:: Selected excerpt ::

○ ○ ○ ○ ○

Brian Walker
Success breeds complacency. Complacency breeds failure. Only the paranoid survive.
– Andy Grove
This Andy Grove quote is one of my personal favourite quotes, and as a reader of quotes, that’s saying something. To some degree, it addresses the question of what the 20-plus retail business collapses that have occurred in a wide range of categories in Australian retail have in common.
Was it high cost structures, a blurry point of difference, lack of innovation, strategy or competitive spirit? Too small to be big, or too big to be small? Did they believe, to the exclusion of everything else, that product is king or queen? Did they think that a shop-on-every-corner mentality mattered most? Were they under-capitalised, under-researched, underwhelming and over geared?
From Max Brenner, to David Lawrence, to Oliver Brown – the host of recent global retail collapses have certainly exhibited some or all of these symptoms. And yet there may well be two more factors at play.
The first common factor I would suggest, and hope to illustrate through the following story, is what I’m calling healthy paranoia and a “never take your eye of the ball” syndrome.

○ ○ ○ ○ ○

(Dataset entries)

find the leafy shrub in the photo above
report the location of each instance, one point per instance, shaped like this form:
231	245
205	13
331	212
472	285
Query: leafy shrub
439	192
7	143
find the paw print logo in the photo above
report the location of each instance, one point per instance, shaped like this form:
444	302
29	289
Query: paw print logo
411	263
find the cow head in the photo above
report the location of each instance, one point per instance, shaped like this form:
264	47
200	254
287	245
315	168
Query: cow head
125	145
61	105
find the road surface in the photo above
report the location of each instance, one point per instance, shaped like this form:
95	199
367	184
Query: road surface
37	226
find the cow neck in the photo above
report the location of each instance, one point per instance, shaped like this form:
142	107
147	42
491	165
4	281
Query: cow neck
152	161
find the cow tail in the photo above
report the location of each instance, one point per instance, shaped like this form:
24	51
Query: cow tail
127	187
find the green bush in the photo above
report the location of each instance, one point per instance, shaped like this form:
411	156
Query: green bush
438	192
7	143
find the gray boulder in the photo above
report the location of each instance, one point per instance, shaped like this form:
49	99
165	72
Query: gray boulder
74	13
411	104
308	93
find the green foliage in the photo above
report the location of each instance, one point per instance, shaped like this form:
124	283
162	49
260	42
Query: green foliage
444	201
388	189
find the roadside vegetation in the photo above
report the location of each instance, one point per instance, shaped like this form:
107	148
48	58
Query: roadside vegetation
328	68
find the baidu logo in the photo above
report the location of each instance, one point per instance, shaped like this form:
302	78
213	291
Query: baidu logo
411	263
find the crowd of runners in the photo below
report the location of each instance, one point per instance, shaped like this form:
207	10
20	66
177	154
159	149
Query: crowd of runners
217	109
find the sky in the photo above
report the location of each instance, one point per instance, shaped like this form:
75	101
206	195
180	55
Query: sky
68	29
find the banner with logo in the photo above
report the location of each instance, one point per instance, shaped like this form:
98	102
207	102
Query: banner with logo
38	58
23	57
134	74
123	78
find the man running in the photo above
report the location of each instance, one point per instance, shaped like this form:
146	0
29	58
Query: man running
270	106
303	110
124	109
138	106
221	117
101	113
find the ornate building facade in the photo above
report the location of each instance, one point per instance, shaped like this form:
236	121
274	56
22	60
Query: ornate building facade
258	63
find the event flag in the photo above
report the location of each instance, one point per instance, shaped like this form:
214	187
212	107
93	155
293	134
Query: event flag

○ ○ ○ ○ ○

:: Tasks to complete ::
1. Answer these questions about the article on Australian retail collapses:
(a) Who is credited with the quote at the top of the article?
(b) Roughly how many retail business collapses in Australia does the writer refer to?
(c) Which three retailers are named as recent collapses?
2. Proceed with the article on Australian retail collapses from where it stops.

:: Answers for the exercise ::
1.
(a) Andy Grove
(b) 20-plus
(c) Max Brenner, David Lawrence and Oliver Brown

2.
Twelve years ago, anyone who wanted the latest and best smartphone was excited about the Nokia N95. Launched at the Nokia Open Studio in September 2006, it was trumpeted as the all-in-one multimedia computer and went on to achieve sales of a million handsets within the UK in its first year.
In fact, Nokia executives where so pleased with themselves, the story goes, that they all took an executive holiday, simultaneously demeaning this cheeky little upstart in the US about to launch its first phone.
That phone was the Apple iPhone.
Until Apple’s entry into the mobile world, handsets had been designed by companies that viewed the device as a phone first and a computer second. That’s not too surprising given its history and evolution, starting out as a basic telephone and slowly but surely acquiring more computing features.
But a new entrant can turn thinking on its head, and that’s precisely what Apple did by viewing the handset as primarily a computer that just happened to include a phone capability.
From this, can we surmise that many of the businesses that have fallen over in retail did so simply because their competitors did it faster, cheaper and better (in terms of quality, trend, etc), and their leaders, perhaps, weren’t paranoid enough to pivot their business models quickly in response a new threat? Probably.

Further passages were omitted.